#### GIVEN EXERCISE
Return every line of the entries below that contains the word "jacket", copying each line as it appears.

#### Named object pointing entries

_ _ _

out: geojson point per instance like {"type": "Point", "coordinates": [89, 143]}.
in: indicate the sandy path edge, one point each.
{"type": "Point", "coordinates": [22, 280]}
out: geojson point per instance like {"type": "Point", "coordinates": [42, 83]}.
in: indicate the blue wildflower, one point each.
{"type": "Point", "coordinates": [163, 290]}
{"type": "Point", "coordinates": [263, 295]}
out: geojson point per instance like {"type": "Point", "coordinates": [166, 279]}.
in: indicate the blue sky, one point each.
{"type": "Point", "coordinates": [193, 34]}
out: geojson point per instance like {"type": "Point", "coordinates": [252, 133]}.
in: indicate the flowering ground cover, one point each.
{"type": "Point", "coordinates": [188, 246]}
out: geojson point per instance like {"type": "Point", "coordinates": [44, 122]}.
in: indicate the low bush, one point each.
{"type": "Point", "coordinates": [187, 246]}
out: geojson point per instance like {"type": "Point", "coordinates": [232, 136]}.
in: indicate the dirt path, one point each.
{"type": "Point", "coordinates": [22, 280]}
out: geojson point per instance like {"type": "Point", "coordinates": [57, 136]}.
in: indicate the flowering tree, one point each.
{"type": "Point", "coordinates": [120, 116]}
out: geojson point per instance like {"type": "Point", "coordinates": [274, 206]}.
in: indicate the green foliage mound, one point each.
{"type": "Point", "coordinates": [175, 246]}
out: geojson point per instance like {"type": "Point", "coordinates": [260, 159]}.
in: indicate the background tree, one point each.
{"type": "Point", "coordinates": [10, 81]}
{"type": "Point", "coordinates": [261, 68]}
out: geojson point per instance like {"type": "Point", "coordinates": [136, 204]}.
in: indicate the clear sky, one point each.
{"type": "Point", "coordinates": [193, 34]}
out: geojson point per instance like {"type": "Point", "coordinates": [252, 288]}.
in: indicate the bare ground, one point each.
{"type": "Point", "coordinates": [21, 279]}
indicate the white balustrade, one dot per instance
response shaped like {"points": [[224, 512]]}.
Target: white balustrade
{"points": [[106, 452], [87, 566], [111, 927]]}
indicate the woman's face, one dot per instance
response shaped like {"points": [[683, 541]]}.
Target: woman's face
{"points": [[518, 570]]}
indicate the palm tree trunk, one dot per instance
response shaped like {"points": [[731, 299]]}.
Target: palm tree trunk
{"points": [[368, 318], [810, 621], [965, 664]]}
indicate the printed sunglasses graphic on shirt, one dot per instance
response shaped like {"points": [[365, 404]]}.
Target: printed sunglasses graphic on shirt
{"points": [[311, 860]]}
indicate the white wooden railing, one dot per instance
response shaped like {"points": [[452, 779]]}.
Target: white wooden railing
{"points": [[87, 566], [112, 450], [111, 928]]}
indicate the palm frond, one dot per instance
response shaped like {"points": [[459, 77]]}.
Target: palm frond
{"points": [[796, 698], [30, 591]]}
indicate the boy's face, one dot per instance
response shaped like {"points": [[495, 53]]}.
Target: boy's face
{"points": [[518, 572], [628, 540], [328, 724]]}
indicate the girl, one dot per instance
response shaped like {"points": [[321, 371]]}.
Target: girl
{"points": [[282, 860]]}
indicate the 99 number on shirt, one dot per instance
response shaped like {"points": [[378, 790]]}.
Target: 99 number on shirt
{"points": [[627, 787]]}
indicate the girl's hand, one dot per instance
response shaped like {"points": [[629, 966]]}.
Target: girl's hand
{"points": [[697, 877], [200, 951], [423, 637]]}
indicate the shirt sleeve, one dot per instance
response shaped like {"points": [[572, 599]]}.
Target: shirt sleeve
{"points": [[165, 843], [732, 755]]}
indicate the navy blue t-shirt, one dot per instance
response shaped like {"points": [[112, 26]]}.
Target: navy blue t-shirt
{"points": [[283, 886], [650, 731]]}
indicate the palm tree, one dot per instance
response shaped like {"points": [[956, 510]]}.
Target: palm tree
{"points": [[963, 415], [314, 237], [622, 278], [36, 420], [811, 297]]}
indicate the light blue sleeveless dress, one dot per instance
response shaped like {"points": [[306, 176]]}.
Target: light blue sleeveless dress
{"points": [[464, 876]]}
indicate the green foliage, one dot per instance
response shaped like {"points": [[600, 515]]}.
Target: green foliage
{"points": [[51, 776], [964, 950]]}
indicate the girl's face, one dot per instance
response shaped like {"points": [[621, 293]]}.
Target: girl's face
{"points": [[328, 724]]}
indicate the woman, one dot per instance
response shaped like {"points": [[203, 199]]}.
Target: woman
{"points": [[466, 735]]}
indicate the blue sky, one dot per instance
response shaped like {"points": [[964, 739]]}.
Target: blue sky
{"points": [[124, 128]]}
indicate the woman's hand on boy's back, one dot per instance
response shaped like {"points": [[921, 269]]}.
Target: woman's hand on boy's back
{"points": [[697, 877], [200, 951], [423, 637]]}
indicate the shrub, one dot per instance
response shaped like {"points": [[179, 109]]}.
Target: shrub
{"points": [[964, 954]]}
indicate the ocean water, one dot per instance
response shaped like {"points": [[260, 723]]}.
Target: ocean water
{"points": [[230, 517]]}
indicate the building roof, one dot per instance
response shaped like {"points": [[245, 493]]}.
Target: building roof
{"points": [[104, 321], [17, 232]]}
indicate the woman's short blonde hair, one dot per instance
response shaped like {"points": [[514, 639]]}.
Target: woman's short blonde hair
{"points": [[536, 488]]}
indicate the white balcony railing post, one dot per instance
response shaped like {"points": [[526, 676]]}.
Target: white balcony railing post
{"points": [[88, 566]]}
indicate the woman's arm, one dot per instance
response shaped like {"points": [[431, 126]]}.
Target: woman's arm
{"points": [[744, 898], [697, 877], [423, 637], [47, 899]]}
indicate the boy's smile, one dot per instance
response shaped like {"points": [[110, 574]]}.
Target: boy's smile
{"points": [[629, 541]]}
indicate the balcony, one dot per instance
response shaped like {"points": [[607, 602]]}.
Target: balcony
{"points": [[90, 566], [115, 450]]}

_ _ _

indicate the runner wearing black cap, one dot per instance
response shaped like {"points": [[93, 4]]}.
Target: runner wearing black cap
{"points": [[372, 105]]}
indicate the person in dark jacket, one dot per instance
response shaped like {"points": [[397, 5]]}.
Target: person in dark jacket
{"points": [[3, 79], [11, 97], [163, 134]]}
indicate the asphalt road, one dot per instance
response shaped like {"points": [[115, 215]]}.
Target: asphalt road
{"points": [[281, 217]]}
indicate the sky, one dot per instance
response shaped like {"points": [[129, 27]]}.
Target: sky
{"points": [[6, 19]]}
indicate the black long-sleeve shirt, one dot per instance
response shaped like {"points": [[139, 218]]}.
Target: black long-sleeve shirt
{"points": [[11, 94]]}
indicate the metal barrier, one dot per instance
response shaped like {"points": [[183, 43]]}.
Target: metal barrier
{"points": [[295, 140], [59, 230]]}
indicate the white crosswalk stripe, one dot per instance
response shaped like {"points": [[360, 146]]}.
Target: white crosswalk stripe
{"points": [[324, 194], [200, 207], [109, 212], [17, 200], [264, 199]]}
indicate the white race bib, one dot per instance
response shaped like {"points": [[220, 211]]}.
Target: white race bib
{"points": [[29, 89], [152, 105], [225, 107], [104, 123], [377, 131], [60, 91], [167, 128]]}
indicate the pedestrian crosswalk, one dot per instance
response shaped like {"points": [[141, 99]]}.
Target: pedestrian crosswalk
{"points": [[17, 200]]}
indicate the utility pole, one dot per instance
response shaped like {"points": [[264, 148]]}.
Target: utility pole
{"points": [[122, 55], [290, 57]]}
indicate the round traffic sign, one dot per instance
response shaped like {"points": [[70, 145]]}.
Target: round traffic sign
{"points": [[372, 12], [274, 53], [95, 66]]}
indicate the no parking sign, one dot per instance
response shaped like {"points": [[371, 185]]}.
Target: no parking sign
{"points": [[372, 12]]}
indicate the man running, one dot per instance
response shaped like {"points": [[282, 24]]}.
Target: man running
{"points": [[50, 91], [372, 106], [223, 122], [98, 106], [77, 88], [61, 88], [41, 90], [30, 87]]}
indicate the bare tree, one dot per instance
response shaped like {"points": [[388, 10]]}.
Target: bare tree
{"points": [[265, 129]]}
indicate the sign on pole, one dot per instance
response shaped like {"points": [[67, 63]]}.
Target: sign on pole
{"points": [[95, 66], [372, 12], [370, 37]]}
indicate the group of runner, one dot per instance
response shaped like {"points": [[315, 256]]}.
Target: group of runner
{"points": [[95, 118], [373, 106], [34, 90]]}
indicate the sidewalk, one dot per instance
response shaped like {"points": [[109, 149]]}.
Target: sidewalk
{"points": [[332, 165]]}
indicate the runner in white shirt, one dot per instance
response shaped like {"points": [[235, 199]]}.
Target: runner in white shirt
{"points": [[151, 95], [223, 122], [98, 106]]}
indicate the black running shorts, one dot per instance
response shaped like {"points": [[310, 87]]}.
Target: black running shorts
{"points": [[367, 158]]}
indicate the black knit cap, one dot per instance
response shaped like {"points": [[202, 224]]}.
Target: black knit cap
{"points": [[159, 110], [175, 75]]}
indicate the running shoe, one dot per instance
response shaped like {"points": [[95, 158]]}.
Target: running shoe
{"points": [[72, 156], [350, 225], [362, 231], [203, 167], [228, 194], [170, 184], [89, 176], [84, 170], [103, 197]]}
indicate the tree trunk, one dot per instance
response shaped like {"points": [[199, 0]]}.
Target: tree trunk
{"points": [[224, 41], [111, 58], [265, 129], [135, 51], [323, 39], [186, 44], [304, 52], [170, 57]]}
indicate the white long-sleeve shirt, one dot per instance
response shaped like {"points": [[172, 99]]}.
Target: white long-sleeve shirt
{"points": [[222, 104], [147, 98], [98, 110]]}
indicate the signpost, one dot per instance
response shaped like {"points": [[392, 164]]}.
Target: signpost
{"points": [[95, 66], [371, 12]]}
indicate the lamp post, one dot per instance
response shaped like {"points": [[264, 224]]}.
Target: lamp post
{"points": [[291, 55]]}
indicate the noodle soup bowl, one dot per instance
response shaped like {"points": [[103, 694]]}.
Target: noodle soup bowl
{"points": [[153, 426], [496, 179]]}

_ _ _

#### THE COMPLETED TASK
indicate the person in dark jacket, one dot per instance
Target: person in dark jacket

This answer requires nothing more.